▶ EXTRACT PROVIDED
Travels With David, pt. VI
June 19, 2001:
Portland, OR - Fortuna, CA
Thomas
Kuhn and Ray Kurzweil were on my mind as I came down to the front desk to check
out of our Portland hotel this morning, and then headed to the valet parking
attendant to retrieve our car. I was thinking hard, concentrating so deeply
that my mouth moved in silent conversation; but my thoughts were distracted
when the valet reappeared, for it became evident that music had reappeared in
the car, after two days of silence. The valet must have turned on the CD player,
and the Beatles Rubber
Soul album was blaring away from the speakers when the valet handed
me the key with a flourish. David appeared a moment later, fiddled around with
the CD player, inserted a couple new discs, threw his suitcase into the trunk,
and hopped in the car. He then extracted a CD from his backpack and began reading
the liner notes; it turned out to be the latest offering from the Ladybug Transistor,
Argyle
Heir, which he had purchased while exploring music stores in Portland
yesterday.
"Why
no music yesterday or the day before?" I asked him, as we circled around
the block, headed east on Salmon, then south on Front Street, and picked up
Interstate 5 toward Eugene and Grant's Pass.
"Short days," he replied, concentrating on reading the lyrics printed
in the album liner notes. "Not much driving."
Well, perhaps he was
right: we didn't need any music to keep us occupied during our short days of
driving from Vancouver to Olympia, and from Olympia to Portland.
But the first part of today's drive was deadly boring, and it was nice to have
some music to pass the time. It was our own fault, I suppose, since the Interstate
highways tend to eliminate any personality, features, or character from the
local area: we might as well have been driving through the middle of New Jersey
or Ohio as central Oregon. The traffic was heavy, but it flowed along at 70
mph; and the view on both sides was mostly farmland and gentle rolling hills,
with occasional clusters of office buildings or auto dealers. But aside from
that, I couldn't think of any way to describe the scenery; David agreed that
even Proust would be hard-pressed to find anything interesting to say.
We
passed through Salem,
Albany, and a few
other towns along the Interstate; meanwhile, David switched the music to a Nick
Drake album, the third one of the group that he brought along for me to hear:
Pink
Moon is its name, and the title song turns out to be another one that
has achieved recent popularity by virtue of being played as background music
for a television car commercial. Alas, poor Mr. Drake turns out to have died
some 25 years ago; I have no idea whether he achieved much popularity back
then
(I was much more aware of popular music at that point, and I don't recall hearing
his name), but it's ironic that he should be appealing to a whole new generation
a quarter-century after departing this vale of tears.

▶ DATASET EXTRACT
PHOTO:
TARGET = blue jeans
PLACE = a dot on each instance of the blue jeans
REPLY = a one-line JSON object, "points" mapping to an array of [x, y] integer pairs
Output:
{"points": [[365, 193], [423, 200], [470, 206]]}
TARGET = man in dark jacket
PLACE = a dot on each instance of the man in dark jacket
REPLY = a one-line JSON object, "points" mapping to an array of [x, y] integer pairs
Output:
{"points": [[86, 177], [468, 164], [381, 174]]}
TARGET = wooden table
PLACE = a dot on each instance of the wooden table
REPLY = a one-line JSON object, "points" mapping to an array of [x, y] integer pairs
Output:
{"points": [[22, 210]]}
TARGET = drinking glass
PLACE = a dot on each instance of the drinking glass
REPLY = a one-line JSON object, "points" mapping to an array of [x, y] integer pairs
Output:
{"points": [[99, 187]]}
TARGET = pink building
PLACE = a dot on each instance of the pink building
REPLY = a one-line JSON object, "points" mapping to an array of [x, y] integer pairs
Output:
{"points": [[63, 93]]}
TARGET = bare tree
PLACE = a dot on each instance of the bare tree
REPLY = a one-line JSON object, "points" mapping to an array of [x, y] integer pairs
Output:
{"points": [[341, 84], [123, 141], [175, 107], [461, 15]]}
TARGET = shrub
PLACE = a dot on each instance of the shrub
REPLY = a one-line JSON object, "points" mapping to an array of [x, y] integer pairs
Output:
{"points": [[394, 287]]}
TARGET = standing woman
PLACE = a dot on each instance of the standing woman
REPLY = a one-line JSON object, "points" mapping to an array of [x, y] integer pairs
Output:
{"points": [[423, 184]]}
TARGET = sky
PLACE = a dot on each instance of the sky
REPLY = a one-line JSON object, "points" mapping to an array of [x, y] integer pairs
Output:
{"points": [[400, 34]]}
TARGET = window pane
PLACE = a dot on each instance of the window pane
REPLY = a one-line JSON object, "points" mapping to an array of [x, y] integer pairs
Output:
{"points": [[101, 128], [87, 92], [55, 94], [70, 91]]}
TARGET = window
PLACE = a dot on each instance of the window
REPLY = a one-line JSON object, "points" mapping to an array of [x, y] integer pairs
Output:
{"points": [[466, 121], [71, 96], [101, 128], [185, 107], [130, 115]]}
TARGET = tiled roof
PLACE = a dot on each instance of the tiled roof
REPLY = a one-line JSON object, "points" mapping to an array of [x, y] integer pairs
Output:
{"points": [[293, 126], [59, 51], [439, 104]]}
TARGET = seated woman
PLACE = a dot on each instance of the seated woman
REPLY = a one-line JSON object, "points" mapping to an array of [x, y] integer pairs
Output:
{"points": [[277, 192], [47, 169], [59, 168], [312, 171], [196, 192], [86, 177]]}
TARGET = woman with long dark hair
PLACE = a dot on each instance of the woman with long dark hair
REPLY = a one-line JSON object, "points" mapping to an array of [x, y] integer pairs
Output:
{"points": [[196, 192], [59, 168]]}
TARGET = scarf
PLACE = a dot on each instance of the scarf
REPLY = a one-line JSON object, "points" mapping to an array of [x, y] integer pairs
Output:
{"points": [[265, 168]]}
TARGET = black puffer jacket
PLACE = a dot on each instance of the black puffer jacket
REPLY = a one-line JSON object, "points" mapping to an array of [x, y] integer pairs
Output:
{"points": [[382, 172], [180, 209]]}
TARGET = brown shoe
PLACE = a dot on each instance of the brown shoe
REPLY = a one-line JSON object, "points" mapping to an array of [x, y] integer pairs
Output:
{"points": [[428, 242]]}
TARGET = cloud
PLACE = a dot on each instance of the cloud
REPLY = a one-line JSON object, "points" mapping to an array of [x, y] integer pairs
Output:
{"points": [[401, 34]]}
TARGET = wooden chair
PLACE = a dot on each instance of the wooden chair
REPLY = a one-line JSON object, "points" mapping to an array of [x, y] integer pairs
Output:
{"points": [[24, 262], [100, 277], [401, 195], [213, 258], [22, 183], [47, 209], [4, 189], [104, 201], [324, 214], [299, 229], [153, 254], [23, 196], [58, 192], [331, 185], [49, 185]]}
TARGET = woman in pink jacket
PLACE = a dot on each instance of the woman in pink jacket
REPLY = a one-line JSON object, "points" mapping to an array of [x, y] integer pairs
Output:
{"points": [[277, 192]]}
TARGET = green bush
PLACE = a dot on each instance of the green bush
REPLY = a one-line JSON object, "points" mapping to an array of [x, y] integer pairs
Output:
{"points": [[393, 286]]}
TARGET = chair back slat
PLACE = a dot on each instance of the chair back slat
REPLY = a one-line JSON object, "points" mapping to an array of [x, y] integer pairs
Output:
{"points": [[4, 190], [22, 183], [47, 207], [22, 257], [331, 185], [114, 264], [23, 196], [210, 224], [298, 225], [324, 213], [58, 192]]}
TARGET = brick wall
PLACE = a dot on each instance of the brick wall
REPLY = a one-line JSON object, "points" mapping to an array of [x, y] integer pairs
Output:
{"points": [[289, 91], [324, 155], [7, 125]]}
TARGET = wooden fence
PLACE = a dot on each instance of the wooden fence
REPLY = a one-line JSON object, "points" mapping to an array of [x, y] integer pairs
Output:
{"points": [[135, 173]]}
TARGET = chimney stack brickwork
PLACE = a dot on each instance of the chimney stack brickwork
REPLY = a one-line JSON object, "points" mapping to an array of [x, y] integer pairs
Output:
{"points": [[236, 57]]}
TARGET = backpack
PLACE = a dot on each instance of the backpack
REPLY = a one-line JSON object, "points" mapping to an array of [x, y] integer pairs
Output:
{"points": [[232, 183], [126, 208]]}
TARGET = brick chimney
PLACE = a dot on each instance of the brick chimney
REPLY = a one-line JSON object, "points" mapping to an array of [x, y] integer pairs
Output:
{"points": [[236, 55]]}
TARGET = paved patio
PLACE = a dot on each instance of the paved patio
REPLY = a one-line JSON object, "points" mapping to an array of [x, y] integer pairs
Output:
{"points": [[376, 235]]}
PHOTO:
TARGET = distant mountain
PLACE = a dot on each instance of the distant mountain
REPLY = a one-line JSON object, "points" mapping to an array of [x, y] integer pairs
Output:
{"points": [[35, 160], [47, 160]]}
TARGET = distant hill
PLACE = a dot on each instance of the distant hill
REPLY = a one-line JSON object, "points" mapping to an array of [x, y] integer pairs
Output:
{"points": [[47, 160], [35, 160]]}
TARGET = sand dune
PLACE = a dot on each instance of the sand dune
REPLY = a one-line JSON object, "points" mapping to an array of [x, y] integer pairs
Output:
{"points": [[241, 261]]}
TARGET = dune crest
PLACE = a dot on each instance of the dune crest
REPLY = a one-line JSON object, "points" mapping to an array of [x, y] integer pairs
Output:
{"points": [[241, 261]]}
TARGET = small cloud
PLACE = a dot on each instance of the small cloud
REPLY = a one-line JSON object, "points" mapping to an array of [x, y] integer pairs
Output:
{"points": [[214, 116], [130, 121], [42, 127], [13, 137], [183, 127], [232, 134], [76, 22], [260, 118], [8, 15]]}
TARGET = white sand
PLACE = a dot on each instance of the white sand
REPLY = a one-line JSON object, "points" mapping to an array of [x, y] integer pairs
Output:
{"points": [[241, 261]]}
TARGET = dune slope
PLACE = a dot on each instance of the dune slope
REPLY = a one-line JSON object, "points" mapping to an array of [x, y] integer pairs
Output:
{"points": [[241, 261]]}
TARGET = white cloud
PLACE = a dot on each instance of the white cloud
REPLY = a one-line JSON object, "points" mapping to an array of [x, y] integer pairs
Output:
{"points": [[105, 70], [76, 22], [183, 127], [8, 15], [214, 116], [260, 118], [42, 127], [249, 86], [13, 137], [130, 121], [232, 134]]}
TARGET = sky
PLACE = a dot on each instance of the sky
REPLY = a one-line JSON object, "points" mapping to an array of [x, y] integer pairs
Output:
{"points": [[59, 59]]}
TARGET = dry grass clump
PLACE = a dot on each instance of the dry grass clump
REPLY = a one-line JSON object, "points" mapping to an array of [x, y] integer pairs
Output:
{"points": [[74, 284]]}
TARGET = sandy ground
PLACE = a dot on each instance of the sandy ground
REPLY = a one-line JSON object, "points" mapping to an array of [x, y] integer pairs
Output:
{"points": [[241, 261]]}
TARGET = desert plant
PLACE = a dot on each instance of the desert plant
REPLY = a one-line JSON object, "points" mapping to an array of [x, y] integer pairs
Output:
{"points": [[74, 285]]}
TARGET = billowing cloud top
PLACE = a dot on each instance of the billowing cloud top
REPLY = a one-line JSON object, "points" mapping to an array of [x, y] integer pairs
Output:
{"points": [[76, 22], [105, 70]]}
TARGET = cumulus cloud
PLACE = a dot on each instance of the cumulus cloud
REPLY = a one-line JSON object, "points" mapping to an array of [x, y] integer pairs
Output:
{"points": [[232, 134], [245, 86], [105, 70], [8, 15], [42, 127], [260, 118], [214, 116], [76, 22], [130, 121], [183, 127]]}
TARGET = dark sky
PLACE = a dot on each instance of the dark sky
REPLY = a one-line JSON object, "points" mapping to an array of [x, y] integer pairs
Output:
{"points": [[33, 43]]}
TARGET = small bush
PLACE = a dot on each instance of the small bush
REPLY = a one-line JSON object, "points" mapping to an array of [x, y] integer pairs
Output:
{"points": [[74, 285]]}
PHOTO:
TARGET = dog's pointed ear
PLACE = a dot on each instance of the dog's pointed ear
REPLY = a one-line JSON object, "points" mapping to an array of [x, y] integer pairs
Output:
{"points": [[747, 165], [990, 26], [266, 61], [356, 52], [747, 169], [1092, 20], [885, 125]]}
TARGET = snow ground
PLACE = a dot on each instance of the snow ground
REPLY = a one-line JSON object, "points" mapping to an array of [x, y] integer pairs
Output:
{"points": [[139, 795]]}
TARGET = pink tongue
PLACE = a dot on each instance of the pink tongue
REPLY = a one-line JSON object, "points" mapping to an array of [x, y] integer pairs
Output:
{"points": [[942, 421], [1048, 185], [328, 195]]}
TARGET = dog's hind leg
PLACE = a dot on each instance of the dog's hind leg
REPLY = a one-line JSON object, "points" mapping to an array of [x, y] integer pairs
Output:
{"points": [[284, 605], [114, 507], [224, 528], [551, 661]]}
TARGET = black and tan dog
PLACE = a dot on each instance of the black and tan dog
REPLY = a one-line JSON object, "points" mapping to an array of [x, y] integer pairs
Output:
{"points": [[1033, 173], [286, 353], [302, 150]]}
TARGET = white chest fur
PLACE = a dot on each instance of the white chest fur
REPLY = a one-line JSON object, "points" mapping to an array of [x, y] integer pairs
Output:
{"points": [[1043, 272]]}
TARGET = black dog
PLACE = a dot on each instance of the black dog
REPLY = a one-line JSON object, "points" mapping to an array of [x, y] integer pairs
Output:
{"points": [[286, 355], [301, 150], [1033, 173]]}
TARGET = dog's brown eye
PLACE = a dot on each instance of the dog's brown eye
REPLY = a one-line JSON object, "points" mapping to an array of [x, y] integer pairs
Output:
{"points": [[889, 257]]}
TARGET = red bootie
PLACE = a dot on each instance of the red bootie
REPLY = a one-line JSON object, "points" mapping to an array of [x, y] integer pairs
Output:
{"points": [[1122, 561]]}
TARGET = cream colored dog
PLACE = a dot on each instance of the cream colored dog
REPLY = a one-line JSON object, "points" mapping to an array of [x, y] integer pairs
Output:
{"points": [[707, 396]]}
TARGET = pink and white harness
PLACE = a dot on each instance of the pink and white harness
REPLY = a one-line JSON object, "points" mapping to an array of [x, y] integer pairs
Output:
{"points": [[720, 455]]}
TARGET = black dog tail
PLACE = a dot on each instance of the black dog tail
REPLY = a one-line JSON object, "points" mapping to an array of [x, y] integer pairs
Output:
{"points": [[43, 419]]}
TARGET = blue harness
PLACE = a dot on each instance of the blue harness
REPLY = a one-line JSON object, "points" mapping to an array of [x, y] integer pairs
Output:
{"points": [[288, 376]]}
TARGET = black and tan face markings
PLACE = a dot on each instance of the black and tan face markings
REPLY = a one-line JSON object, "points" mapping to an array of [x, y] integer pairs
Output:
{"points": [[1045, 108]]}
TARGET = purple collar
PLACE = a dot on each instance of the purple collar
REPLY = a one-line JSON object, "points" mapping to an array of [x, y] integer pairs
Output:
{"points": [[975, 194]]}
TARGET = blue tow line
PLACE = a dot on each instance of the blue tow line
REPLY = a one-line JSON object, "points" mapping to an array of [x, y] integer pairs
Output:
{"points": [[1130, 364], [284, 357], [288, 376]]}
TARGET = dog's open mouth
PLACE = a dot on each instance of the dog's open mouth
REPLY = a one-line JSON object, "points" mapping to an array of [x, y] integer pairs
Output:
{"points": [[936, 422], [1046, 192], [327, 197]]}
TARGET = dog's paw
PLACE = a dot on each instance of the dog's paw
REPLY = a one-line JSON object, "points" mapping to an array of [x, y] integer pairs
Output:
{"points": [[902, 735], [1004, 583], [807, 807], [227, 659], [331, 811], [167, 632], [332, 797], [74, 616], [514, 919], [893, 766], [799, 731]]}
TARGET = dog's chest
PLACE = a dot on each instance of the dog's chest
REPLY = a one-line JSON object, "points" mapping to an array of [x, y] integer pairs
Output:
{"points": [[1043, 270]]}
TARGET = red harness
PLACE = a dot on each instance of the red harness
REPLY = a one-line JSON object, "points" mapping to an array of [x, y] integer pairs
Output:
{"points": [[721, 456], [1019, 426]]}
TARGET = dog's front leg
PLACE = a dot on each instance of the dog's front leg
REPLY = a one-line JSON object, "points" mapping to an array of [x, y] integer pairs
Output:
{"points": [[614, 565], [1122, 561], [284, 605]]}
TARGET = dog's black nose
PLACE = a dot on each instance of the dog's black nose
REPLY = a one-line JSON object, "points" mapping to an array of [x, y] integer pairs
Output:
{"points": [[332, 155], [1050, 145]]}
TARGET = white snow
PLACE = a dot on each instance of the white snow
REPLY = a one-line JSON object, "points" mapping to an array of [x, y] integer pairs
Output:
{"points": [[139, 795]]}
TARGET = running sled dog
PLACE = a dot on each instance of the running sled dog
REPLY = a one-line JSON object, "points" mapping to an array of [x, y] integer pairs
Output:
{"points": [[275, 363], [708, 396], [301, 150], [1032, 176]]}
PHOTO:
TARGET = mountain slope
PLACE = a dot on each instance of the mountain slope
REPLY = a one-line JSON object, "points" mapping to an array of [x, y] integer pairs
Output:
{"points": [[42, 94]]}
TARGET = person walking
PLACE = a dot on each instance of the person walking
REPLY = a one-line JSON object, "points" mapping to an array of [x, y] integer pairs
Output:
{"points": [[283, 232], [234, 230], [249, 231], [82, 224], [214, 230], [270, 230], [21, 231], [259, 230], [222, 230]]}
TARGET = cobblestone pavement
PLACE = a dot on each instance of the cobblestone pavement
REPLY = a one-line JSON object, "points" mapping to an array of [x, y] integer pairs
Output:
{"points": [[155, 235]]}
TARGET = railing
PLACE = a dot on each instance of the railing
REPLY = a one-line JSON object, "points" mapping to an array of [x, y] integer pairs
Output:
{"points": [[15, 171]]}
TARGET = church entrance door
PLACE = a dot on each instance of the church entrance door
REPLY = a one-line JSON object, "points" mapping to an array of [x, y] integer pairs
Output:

▶ COMPLETE THE FOLLOWING
**A)** In the travel diary, which album was playing when the valet handed over the car key?
**B)** Reproduce the stretch of the travel diary from "Well, perhaps he" through "Olympia to Portland.".
**C)** Do these statements agree with the travel diary? For each, give yes or no and quote the words of the diary that decide it.
(i) David bought the Ladybug Transistor CD while in Portland.
(ii) The traffic on the Interstate was light.
(iii) Pink Moon was the first Nick Drake album David brought along.

▶ SOLUTIONS TO THE PROBLEMS
**A)** The Beatles' Rubber Soul album.

**B)**
Well, perhaps he was
right: we didn't need any music to keep us occupied during our short days of
driving from Vancouver to Olympia, and from Olympia to Portland.

**C)**
(i) Yes: "which he had purchased while exploring music stores in Portland yesterday."
(ii) No: "The traffic was heavy, but it flowed along at 70 mph"
(iii) No: "the third one of the group that he brought along for me to hear"